▸ INSTRUCTIONS FOR THE TASK
Locate each line in the records that contains the word "rock", and copy those lines.

------ SUPPLIED MATERIAL

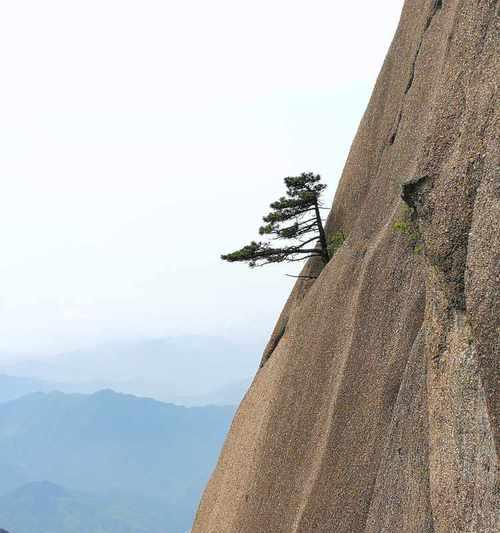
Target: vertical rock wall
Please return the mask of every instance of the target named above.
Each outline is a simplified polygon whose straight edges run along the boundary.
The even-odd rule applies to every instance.
[[[348,237],[292,292],[194,533],[500,530],[499,30],[498,1],[406,1]]]

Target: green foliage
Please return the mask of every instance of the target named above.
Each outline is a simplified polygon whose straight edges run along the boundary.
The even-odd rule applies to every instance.
[[[344,244],[345,235],[343,231],[336,231],[328,241],[328,253],[333,257],[337,250]]]
[[[252,241],[239,250],[224,254],[224,261],[246,262],[250,267],[284,261],[300,261],[320,256],[325,263],[330,258],[321,220],[321,193],[326,185],[321,176],[311,172],[284,179],[286,196],[271,203],[271,212],[263,217],[259,234],[273,240],[292,243],[273,247],[269,242]],[[317,245],[319,243],[319,246]]]
[[[413,253],[419,255],[423,252],[423,243],[417,222],[414,219],[413,211],[405,205],[401,209],[400,218],[394,222],[392,228],[397,233],[404,235],[413,246]]]

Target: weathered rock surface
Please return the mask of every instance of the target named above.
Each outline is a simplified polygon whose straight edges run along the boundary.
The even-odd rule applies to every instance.
[[[499,29],[498,1],[406,1],[348,238],[292,292],[194,533],[500,530]]]

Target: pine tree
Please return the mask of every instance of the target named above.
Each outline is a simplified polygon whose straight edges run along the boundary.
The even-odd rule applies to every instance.
[[[286,196],[271,204],[260,235],[273,240],[291,241],[287,246],[273,247],[269,242],[252,241],[235,252],[222,255],[224,261],[247,262],[250,267],[269,263],[303,261],[319,256],[324,263],[330,260],[323,221],[321,193],[326,185],[321,176],[311,172],[285,178]]]

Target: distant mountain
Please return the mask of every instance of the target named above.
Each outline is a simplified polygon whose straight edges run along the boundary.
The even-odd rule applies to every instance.
[[[15,533],[165,533],[169,522],[181,533],[182,524],[172,519],[175,513],[159,502],[144,505],[140,497],[86,494],[49,482],[0,496],[0,521]]]
[[[182,403],[210,396],[256,371],[262,346],[205,336],[123,340],[93,349],[33,360],[0,363],[0,373],[48,383],[65,391],[119,392]],[[80,388],[78,388],[80,387]],[[44,389],[46,391],[46,389]]]
[[[50,384],[46,381],[17,376],[0,374],[0,403],[17,400],[34,392],[50,392],[54,390],[68,389],[63,385]],[[65,390],[65,392],[69,392]],[[76,392],[76,391],[72,391]]]
[[[239,405],[250,387],[251,379],[229,383],[207,394],[178,398],[181,405]]]
[[[41,491],[29,484],[39,480],[94,495],[141,494],[144,501],[161,501],[172,510],[162,533],[177,533],[165,529],[174,518],[183,520],[185,531],[233,414],[232,407],[186,408],[110,390],[24,396],[0,404],[0,480],[7,480],[0,490],[10,491],[4,496],[14,498],[8,500],[14,507],[21,496]],[[25,490],[12,493],[20,482]],[[65,498],[52,489],[48,494],[58,502]],[[71,505],[77,506],[71,494]],[[81,495],[76,500],[81,503]],[[0,523],[23,533],[3,516]]]

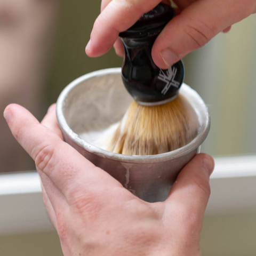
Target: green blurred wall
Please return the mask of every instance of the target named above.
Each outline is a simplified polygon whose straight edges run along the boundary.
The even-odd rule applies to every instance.
[[[123,62],[113,49],[97,58],[85,54],[94,21],[100,12],[100,0],[59,3],[59,27],[45,96],[47,106],[55,102],[63,89],[74,79],[97,70],[121,67]]]

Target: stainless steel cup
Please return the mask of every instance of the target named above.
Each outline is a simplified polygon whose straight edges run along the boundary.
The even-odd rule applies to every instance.
[[[164,201],[179,173],[199,153],[208,134],[207,108],[197,93],[183,84],[180,93],[190,102],[199,123],[198,134],[190,143],[154,156],[126,156],[102,149],[79,135],[102,130],[122,119],[133,99],[123,85],[121,74],[119,68],[99,70],[68,85],[57,101],[59,125],[66,142],[125,188],[146,201]]]

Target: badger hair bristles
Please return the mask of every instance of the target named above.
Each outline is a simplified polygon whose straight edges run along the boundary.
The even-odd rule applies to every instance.
[[[116,130],[109,151],[128,155],[165,153],[192,141],[198,127],[197,116],[185,97],[153,107],[133,101]]]

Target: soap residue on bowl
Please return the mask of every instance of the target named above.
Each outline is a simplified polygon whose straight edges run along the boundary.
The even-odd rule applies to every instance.
[[[120,122],[117,122],[103,130],[91,131],[81,133],[79,134],[79,137],[92,145],[95,146],[102,149],[107,150],[119,124]]]

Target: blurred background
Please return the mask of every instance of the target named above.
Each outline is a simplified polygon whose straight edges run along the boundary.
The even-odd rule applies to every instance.
[[[100,8],[100,0],[0,0],[2,113],[15,102],[41,120],[73,80],[122,66],[114,50],[97,59],[85,53]],[[185,82],[201,95],[211,116],[202,151],[214,157],[256,153],[255,27],[256,15],[251,15],[183,59]],[[3,117],[0,129],[0,172],[34,170]],[[203,254],[255,255],[255,213],[207,216]],[[62,253],[56,233],[50,231],[0,236],[0,255]]]

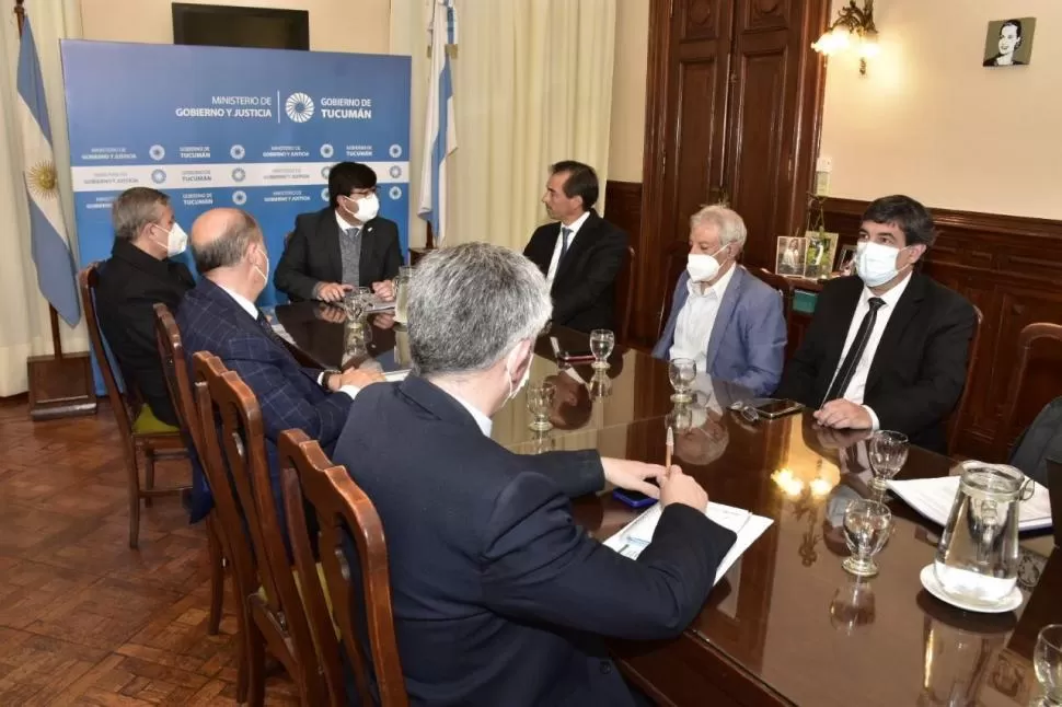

------------

▸ TASK SOLUTION
Target: vertical rock wall
Target: weathered rock surface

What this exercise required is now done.